_Extrait du document_.
________________________________________

OpenAI toujours vainqueur sur le ring des présidentielles américaines
Peter Thiel soutient que « la technologie est une extraordinaire alternative à la politique, notre tâche est de trouver une voie pour y échapper »1. Une façon d’échapper à la politique est de la mettre à son service. Les quatre fondateurs d’OpenAI comptent parmi les entrepreneurs les plus influents de la vie politique américaine. Les présidentielles américaines ont ressemblé à un conflit entre Thiel et Musk côté « Républicains », Hoffman et Altman côté « Démocrates », pour que la victoire revienne en dernier recours aux entrepreneurs de la tech.
Thiel et Musk, ces « Républicains »

________________________________________

_Données à analyser_.
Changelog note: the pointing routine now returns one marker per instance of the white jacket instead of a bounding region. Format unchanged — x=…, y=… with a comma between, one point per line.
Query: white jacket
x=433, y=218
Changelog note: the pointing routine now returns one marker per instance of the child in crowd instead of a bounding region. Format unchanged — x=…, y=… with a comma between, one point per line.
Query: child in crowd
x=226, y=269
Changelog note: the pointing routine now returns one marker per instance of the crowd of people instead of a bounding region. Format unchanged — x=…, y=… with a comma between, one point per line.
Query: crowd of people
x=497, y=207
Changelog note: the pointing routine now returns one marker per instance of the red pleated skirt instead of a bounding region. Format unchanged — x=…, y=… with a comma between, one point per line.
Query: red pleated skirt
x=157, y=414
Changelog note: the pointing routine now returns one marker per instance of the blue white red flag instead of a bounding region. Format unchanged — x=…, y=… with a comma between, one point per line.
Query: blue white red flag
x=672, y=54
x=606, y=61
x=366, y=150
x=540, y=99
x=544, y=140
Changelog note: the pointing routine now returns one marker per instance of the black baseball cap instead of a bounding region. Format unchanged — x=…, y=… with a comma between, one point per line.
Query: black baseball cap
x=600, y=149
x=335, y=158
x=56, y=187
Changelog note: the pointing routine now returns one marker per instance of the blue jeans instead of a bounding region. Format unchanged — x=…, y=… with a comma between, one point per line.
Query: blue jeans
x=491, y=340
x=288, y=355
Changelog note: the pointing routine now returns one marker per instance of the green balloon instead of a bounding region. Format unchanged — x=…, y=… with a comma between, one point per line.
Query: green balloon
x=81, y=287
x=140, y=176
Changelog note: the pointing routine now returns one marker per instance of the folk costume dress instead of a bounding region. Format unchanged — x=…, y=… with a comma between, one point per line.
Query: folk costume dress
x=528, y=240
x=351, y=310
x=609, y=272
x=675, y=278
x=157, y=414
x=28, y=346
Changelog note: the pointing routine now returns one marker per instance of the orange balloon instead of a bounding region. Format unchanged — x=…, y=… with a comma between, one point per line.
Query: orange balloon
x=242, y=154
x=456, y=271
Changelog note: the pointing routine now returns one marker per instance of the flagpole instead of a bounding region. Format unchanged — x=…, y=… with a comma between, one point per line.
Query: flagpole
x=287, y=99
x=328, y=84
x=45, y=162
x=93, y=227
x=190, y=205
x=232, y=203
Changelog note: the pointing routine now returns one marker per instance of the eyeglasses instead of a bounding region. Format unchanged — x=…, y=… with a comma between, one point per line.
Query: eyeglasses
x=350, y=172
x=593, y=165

________________________________________

_À compléter_.
1 - Pour chacune des affirmations suivantes, indiquez si elle concorde avec l'extrait sur OpenAI et les présidentielles américaines, et justifiez votre réponse par les mots décisifs de l'extrait, cités à l'identique : (a) Peter Thiel présente la technologie comme une alternative à la politique ; (b) OpenAI compte cinq fondateurs ; (c) les présidentielles américaines sont comparées à un conflit entre entrepreneurs.
2 - Extrayez de l'extrait sur OpenAI et les présidentielles américaines le passage allant de « OpenAI toujours vainqueur » jusqu'à « de la tech. » inclus.

_Corrigé de l'exercice_.
1 -
(a) Oui : « la technologie est une extraordinaire alternative à la politique ».
(b) Non : « Les quatre fondateurs d’OpenAI ».
(c) Oui : « Les présidentielles américaines ont ressemblé à un conflit entre Thiel et Musk ».

2 -
OpenAI toujours vainqueur sur le ring des présidentielles américaines
Peter Thiel soutient que « la technologie est une extraordinaire alternative à la politique, notre tâche est de trouver une voie pour y échapper »1. Une façon d’échapper à la politique est de la mettre à son service. Les quatre fondateurs d’OpenAI comptent parmi les entrepreneurs les plus influents de la vie politique américaine. Les présidentielles américaines ont ressemblé à un conflit entre Thiel et Musk côté « Républicains », Hoffman et Altman côté « Démocrates », pour que la victoire revienne en dernier recours aux entrepreneurs de la tech.